WHAT IS EXPECTED: Reproduce word for word the passage of the Chicago ridership and crime data text starting at "## Data Dictionary and" and ending at "to the incident.".

Segment Start: TEXT SECTION

With the limited funding provided, can we use public data to understand where financial support should be focused?


Can we determine if safety or reliability is the biggest impact to ridership recovery? (Crime vs. late busses/trains)


What "lines" have the biggest unrecovered population and what are the commonalities that can be remedied? 


## Data Sources

Data for ridership is publically available through the CTA developer site [here](https://data.cityofchicago.org/browse?q=ridership&sortBy=relevance)

Data for crime is posted by the city of Chicago [here](https://data.cityofchicago.org/Public-Safety/City-of-Chicago-Crime-Data/v9q9-3dm2)

Data for community names is posted by the City of Chicago [here](https://data.cityofchicago.org/Facilities-Geographic-Boundaries/Boundaries-Community-Areas-current-/cauq-8yn6)


## Data Dictionary and Glossary

### Crime

**Summary**
Reported crimes committed within the Chicago area and published by the Chicago Police Department. Data last refreshed as of 4th of April, 2024 00:00 (Central Standard Time / Chicago).

### Data Dictionary

**Case Number** - The Chicago Police Department RD Number (Records Division Number), which is unique to the incident.

**Date** - Date when the incident occurred. this is sometimes a best estimate.

**Block** - The partially redacted address where the incident occurred, placing it on the same block as the actual address.

**IUCR** - The Illinois Unifrom Crime Reporting code. This is directly linked to the Primary Type and Description. See the list of IUCR codes at https://data.cityofchicago.org/d/c7ck-438e.

**Primary Type** - The primary description of the IUCR code.

**Description** - The secondary description of the IUCR code, a subcategory of the primary description.

**Location Description** - Description of the location where the incident occurred.

**Arrest** - Indicates whether an arrest was made.

**Domestic** - Indicates whether the incident was domestic-related as defined by the Illinois Domestic Violence Act.

**Beat** - Indicates the beat where the incident occurred. A beat is the smallest police geographic area – each beat has a dedicated police beat car. Three to five beats make up a police sector, and three sectors make up a police district. The Chicago Police Department has 22 police districts. See the beats at https://data.cityofchicago.org/d/aerh-rz74.

**District** - Indicates the police district where the incident occurred. See the districts at https://data.cityofchicago.org/d/fthy-xz3r.

**Ward** - The ward (City Council district) where the incident occurred. See the wards at https://data.cityofchicago.org/d/sp34-6z76.

Segment End: TEXT SECTION
Segment Start: RAW DATA

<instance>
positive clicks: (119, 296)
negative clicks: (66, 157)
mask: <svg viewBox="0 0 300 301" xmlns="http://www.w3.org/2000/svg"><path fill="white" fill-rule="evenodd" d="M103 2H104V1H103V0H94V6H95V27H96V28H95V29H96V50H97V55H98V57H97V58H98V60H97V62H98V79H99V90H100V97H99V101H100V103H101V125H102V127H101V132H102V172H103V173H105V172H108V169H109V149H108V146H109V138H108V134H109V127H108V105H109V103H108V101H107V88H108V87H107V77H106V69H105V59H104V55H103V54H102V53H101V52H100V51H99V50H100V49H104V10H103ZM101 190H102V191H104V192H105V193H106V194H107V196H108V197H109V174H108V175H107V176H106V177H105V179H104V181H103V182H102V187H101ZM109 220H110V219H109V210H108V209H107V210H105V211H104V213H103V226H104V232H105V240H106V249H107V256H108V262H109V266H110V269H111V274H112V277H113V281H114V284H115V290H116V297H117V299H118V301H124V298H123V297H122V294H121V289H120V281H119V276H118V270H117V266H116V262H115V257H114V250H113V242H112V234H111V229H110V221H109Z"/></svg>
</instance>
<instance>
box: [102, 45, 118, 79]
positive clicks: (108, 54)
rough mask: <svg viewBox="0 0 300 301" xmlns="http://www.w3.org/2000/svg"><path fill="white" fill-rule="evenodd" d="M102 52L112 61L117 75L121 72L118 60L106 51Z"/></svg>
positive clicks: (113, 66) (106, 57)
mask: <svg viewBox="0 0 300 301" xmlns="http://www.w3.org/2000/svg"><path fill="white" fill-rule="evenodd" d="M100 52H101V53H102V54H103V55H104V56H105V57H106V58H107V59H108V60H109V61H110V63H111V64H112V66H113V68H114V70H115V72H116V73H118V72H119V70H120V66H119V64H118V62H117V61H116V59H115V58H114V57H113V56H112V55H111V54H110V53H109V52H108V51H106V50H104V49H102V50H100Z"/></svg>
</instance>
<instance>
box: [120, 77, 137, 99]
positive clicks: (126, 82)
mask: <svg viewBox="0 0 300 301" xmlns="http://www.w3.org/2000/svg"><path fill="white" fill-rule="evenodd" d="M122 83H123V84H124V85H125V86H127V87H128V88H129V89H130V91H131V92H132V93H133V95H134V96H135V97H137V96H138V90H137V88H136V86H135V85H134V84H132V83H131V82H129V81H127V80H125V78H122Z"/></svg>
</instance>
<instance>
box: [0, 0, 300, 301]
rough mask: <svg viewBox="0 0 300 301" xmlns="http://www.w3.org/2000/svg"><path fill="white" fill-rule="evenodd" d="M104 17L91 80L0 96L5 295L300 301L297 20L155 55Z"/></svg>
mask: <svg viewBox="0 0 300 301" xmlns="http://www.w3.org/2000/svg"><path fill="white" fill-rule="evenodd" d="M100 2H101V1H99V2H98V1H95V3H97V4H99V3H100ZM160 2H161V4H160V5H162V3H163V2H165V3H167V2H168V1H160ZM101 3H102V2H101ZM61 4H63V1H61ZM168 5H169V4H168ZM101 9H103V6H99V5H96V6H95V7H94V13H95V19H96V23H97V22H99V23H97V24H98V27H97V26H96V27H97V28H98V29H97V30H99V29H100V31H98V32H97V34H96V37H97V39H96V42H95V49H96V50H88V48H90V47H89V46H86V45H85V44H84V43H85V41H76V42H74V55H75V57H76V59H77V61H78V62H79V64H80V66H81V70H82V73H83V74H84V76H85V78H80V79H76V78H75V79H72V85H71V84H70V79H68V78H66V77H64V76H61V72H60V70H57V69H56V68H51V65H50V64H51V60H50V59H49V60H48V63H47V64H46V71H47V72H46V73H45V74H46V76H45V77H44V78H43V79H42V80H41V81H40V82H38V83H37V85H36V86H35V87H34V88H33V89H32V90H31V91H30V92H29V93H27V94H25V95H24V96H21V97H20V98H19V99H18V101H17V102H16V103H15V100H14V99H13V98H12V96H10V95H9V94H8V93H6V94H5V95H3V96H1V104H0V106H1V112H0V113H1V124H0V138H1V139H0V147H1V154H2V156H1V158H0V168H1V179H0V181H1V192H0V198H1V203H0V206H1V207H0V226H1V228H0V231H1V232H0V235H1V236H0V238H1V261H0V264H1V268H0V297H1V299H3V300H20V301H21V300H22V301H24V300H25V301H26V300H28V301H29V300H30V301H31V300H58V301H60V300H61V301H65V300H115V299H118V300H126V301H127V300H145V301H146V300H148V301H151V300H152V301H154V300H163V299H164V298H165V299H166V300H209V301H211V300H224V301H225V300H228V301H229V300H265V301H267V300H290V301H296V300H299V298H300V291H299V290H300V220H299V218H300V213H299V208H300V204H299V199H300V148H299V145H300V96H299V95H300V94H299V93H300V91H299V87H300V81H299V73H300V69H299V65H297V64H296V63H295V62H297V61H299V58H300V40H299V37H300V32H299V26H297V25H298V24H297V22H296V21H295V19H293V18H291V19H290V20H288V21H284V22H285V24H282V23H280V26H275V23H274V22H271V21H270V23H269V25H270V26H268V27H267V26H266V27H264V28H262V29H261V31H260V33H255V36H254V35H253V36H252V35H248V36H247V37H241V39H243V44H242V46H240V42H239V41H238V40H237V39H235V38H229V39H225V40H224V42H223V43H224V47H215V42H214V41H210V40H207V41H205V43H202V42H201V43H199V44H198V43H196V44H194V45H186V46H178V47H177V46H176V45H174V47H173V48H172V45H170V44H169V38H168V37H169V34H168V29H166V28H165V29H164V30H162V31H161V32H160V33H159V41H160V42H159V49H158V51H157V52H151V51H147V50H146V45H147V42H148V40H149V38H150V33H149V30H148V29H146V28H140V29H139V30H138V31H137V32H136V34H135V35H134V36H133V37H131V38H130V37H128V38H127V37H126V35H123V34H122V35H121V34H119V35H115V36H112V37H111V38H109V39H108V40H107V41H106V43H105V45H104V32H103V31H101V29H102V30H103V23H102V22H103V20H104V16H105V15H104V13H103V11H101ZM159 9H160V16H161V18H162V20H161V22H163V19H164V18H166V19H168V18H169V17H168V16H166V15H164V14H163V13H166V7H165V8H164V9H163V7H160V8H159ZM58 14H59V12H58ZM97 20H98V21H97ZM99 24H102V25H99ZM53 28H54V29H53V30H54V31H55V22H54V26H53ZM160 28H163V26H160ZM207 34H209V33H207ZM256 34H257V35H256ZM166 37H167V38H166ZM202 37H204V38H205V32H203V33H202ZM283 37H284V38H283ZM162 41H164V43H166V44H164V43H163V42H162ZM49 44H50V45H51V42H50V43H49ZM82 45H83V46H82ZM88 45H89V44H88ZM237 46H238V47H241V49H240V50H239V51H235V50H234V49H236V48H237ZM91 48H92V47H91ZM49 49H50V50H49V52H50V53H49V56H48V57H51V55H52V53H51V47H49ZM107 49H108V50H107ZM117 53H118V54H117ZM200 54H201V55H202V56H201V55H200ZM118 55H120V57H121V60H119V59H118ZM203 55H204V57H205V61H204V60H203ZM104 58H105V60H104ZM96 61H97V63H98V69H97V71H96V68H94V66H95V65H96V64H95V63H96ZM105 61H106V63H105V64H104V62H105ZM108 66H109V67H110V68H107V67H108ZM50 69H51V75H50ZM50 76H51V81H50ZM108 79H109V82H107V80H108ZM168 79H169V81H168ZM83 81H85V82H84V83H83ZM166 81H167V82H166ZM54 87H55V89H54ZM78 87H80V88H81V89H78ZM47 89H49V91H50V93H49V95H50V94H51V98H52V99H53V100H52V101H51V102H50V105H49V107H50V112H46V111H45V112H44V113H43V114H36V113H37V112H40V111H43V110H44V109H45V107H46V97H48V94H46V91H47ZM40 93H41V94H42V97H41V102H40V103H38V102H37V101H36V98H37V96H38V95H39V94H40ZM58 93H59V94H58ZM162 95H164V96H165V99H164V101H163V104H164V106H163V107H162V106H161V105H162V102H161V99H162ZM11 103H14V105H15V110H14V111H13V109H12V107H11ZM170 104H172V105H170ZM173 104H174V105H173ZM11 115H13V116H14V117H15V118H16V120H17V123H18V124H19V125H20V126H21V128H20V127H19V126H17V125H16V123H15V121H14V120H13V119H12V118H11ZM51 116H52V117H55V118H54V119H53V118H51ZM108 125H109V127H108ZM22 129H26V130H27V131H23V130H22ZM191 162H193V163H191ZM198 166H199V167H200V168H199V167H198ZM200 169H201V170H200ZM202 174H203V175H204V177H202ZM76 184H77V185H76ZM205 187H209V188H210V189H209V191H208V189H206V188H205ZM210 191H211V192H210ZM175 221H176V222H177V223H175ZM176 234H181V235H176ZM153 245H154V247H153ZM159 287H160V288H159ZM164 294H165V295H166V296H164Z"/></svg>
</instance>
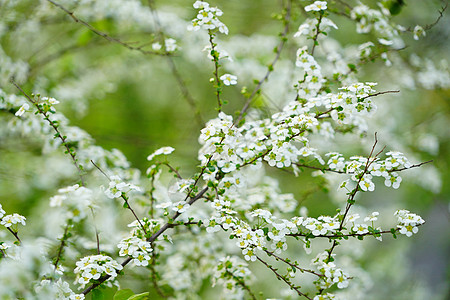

Segment End: RAW DATA

TASK SOLUTION:
## Data Dictionary and Glossary

### Crime

**Summary**
Reported crimes committed within the Chicago area and published by the Chicago Police Department. Data last refreshed as of 4th of April, 2024 00:00 (Central Standard Time / Chicago).

### Data Dictionary

**Case Number** - The Chicago Police Department RD Number (Records Division Number), which is unique to the incident.